= WORK REQUEST =
Look below for lines that hold the string "sunglasses" and copy each one.

(Saved entries)
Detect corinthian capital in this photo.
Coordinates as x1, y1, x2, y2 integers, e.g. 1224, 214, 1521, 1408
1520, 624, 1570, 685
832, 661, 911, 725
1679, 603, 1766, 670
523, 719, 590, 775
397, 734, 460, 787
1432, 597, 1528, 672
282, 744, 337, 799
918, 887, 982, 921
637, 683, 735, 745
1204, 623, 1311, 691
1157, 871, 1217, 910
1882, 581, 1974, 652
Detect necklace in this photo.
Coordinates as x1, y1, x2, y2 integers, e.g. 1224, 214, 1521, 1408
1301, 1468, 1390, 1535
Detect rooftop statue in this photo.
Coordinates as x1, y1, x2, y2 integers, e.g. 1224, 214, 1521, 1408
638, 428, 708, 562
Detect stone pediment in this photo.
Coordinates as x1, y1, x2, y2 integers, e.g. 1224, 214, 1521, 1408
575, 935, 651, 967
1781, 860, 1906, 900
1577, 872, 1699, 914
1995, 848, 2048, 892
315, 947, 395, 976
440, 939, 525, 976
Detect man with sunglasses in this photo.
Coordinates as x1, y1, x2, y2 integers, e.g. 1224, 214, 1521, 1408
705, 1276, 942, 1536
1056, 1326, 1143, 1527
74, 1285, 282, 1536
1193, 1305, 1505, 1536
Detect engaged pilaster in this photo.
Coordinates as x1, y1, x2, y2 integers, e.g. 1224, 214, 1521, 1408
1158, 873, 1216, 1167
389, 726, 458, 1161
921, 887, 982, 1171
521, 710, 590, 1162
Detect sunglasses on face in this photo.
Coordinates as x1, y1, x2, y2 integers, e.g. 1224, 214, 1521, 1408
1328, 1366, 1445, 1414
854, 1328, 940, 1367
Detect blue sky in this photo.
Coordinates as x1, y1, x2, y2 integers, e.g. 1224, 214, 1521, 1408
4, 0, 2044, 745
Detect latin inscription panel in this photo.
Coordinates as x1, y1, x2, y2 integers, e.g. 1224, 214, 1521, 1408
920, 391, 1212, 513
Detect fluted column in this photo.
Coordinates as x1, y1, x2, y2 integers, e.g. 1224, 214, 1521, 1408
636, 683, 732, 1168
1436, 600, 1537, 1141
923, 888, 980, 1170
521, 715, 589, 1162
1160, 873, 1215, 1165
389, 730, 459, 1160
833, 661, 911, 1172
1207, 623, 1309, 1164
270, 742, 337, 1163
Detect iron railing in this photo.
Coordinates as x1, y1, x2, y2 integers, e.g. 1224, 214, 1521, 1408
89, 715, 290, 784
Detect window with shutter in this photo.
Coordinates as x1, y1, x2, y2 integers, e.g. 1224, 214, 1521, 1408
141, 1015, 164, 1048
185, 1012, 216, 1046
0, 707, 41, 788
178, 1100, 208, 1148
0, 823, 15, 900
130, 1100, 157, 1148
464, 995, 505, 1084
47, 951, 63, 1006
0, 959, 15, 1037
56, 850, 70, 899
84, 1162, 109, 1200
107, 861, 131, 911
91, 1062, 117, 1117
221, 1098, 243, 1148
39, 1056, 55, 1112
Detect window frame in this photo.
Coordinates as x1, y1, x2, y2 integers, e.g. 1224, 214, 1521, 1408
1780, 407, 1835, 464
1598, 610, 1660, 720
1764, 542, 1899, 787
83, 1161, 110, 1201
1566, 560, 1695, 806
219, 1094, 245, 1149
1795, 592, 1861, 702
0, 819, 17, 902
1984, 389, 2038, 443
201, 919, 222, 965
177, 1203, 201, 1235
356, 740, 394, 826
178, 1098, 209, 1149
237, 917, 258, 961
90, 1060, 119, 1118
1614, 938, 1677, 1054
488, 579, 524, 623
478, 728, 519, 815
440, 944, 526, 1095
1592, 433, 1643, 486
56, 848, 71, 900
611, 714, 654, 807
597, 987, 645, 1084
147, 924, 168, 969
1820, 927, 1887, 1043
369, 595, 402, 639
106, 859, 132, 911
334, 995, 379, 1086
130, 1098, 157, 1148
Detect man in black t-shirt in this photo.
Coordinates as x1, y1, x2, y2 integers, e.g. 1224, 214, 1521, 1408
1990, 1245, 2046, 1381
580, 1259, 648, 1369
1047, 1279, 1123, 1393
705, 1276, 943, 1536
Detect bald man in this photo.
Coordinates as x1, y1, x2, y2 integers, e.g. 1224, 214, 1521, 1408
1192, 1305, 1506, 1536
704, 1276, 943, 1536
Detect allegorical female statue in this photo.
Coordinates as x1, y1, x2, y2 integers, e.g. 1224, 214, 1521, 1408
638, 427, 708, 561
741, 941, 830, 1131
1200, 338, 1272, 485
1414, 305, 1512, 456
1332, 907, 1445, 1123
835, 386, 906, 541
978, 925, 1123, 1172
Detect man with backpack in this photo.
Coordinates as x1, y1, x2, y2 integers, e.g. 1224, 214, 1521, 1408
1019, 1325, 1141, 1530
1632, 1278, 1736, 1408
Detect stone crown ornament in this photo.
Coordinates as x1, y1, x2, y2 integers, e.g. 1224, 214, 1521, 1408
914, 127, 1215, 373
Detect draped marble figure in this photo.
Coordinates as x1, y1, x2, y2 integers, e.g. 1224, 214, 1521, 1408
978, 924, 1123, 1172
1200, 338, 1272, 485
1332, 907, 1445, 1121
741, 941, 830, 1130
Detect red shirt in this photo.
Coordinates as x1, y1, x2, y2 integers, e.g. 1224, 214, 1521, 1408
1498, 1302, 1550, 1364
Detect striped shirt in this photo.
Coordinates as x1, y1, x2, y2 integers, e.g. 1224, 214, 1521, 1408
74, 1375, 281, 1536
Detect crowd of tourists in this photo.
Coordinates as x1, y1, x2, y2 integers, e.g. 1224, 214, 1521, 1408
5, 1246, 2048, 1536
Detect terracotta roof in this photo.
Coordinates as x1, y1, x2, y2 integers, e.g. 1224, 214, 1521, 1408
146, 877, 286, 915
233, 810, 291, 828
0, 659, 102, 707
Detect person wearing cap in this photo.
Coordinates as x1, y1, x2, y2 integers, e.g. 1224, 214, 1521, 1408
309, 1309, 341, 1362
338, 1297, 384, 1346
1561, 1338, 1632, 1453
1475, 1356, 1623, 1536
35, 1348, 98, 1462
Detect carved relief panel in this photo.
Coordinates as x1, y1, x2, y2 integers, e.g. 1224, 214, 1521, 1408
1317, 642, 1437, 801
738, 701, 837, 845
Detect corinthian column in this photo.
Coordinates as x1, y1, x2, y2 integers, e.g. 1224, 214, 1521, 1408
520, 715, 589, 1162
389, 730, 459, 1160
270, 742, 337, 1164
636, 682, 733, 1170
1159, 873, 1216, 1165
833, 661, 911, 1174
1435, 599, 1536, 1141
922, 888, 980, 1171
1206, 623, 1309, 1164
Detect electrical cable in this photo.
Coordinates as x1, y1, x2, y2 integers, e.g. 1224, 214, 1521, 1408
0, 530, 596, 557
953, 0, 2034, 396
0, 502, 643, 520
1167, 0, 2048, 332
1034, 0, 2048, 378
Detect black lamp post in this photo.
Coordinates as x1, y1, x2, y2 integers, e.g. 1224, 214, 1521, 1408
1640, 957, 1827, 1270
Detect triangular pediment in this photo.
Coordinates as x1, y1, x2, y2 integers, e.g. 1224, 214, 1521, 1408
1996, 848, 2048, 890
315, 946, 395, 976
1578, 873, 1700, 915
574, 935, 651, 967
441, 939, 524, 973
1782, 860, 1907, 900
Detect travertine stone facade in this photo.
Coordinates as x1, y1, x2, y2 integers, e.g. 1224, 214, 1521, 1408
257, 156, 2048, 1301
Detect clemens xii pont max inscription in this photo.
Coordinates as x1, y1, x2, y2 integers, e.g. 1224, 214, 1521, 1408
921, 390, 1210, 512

= REPLY TO THE TASK =
Detect man with sunglasses in this photo.
Detect sunglasses on face in this photo.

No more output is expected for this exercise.